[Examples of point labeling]
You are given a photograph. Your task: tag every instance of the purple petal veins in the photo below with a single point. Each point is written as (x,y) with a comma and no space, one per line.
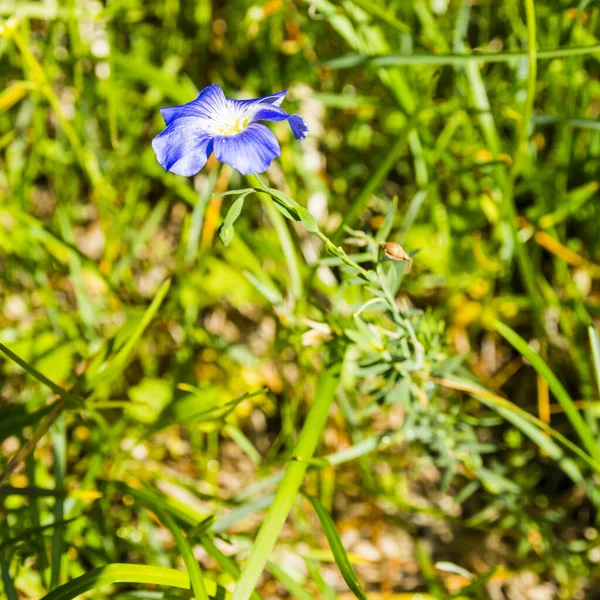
(229,127)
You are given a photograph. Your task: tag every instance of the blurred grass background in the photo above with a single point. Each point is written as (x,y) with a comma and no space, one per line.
(190,365)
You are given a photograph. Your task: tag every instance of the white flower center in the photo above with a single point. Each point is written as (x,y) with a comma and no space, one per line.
(230,119)
(233,127)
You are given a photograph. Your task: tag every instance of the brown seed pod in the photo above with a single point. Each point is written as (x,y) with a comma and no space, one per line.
(394,251)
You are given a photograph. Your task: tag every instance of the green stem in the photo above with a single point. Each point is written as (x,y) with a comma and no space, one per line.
(339,252)
(290,484)
(285,239)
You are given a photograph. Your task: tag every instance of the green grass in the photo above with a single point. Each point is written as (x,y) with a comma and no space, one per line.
(219,387)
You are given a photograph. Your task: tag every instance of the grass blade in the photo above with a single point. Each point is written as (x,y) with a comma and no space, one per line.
(556,387)
(595,342)
(287,490)
(196,578)
(337,548)
(59,450)
(118,363)
(120,573)
(295,588)
(393,60)
(7,582)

> _Set task_
Retype the lines word for word, starting with the line that contains "of the brown" and continuing through the final line, with both ends included.

> _Output for this task_
You are given a photograph. Your task: tag every instance of the brown seed pod in the photo above with a single point. Each point is written as (x,y) with a comma and no space, one per line.
(394,251)
You are given a photograph. Your task: tag every instance of the green stem in the photo above with a single point. Each point is written as (x,y) with a comma and no space, one per line.
(339,252)
(290,484)
(285,239)
You are given a photograph. Your task: tag every instance of the green grass in the photo above with a single point. Each point is written as (x,y) with a comma and no space, one per line.
(219,387)
You are given a photograph. Your task: tag every instance of the grass blade in the photo above with a single point. Each point is written as (x,y) with a comma and no space, one per line.
(556,387)
(595,342)
(287,490)
(196,578)
(337,548)
(59,450)
(118,363)
(120,573)
(295,588)
(393,60)
(7,582)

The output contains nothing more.